(Stored items)
▶

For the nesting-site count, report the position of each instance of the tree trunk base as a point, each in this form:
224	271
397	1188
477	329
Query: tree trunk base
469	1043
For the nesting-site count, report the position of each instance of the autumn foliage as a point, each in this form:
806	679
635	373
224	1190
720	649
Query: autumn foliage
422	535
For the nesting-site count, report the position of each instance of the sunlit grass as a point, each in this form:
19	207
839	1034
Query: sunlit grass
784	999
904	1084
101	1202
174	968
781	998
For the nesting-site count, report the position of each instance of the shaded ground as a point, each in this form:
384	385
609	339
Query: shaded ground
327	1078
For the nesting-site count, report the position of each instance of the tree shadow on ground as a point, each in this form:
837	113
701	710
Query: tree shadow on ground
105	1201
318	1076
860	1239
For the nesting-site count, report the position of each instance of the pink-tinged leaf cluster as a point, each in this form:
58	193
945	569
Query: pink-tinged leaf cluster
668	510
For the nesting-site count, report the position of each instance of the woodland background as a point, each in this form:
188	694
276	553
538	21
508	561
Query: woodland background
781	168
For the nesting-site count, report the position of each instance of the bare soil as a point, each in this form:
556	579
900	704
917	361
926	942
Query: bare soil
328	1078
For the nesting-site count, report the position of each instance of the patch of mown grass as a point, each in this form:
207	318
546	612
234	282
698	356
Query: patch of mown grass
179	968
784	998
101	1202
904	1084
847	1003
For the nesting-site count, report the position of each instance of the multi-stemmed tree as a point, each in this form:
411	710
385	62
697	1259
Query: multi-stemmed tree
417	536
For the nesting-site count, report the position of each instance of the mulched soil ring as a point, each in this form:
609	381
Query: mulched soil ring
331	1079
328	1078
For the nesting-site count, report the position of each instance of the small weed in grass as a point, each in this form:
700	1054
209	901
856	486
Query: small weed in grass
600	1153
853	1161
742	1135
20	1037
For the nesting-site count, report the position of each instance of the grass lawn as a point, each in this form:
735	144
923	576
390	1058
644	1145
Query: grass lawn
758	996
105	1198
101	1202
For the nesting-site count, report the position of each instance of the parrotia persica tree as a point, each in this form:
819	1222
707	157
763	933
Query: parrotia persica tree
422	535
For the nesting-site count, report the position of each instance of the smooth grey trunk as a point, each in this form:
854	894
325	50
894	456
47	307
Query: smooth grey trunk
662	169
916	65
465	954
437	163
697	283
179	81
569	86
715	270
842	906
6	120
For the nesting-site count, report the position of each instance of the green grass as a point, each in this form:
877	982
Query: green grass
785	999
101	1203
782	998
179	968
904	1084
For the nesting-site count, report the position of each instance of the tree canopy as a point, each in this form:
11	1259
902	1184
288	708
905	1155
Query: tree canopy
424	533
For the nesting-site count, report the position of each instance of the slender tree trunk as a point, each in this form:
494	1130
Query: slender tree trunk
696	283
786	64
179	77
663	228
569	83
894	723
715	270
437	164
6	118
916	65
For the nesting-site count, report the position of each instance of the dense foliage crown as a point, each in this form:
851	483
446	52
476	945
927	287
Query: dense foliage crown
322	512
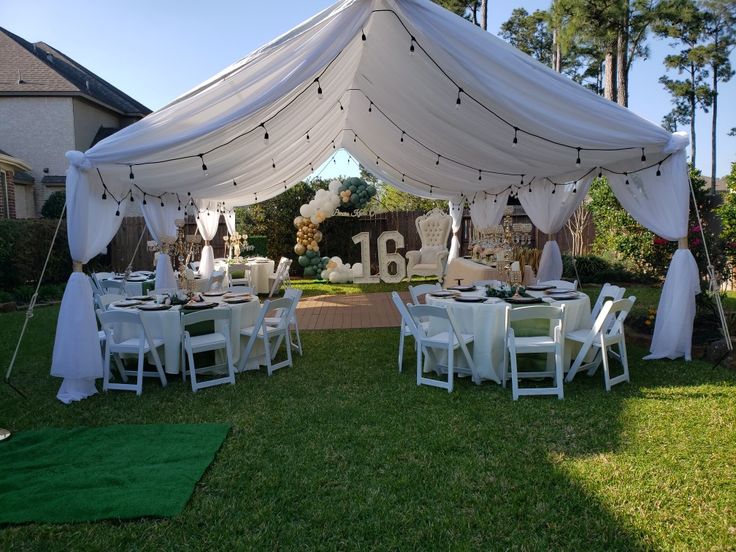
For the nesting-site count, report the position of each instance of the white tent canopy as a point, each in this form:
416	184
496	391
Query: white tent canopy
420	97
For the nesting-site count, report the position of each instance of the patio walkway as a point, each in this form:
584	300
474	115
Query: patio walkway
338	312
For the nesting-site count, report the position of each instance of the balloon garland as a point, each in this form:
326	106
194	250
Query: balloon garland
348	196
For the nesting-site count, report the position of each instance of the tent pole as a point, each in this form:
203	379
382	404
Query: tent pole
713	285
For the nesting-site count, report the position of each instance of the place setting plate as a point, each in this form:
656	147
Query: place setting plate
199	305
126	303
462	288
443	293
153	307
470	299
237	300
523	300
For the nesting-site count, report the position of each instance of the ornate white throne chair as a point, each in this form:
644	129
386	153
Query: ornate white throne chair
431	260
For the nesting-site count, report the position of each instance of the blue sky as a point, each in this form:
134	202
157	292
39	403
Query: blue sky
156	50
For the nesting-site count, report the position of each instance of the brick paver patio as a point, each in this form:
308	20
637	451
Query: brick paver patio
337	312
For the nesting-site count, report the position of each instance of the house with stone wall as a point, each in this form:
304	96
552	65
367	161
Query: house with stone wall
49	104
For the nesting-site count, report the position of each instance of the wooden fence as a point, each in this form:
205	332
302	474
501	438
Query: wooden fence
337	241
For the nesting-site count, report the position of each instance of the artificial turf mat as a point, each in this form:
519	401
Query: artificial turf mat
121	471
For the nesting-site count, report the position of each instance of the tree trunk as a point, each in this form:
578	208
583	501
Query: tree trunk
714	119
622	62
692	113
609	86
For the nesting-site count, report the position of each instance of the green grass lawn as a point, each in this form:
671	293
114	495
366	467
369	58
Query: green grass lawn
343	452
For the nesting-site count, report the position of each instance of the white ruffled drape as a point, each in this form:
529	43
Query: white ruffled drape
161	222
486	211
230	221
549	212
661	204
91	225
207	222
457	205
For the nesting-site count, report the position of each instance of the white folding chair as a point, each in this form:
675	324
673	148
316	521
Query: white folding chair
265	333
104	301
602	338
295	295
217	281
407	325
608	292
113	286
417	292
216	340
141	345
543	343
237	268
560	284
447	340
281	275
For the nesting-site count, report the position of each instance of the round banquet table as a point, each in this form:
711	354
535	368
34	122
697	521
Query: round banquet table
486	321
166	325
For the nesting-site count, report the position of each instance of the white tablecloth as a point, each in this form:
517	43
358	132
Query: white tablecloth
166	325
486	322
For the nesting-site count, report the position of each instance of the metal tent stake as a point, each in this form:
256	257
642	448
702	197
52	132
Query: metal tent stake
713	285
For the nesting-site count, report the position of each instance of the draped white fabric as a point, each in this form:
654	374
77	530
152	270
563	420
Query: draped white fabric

◀

Return exactly the lines from the one containing "the green grass lawn" to the last line of the data, and nothing more.

• Exercise output:
For the nesting-site count, report the position of each instance of the green grass lawn as a point, each in this form:
671	293
114	495
366	467
369	58
Query: green grass lawn
343	452
For the nesting-site count, report the position of each instance of the white ruffled drape as a point, each in this form:
529	43
Query: white ruffled drape
161	222
486	211
230	221
549	212
661	204
91	225
207	222
457	205
For the nesting-site count, report the position of each instance of the white folding chair as a point, each in this form:
675	324
673	148
316	521
Query: white folding chair
265	333
104	301
602	338
295	295
217	281
407	325
608	292
113	286
417	292
216	340
141	345
543	343
237	268
560	284
447	340
281	275
For the nesting-site count, report the position of each instance of the round banquet table as a point, each in this form:
711	354
535	368
34	122
697	521
Query: round banquet table
486	321
166	325
For the nesting-site count, report the position of each instance of the white tablecloth as a point, each in this form:
517	43
358	132
Query: white tablecloth
166	325
486	322
For the nesting-site count, report the position of each instance of the metal tent stake as a point, each in this form:
256	257
642	448
702	197
52	132
Query: metal tent stake
713	285
For the nesting-site count, report the position of each instance of the draped white fabric as a point, each in this form:
654	374
77	530
152	270
563	420
Query: draped white fabric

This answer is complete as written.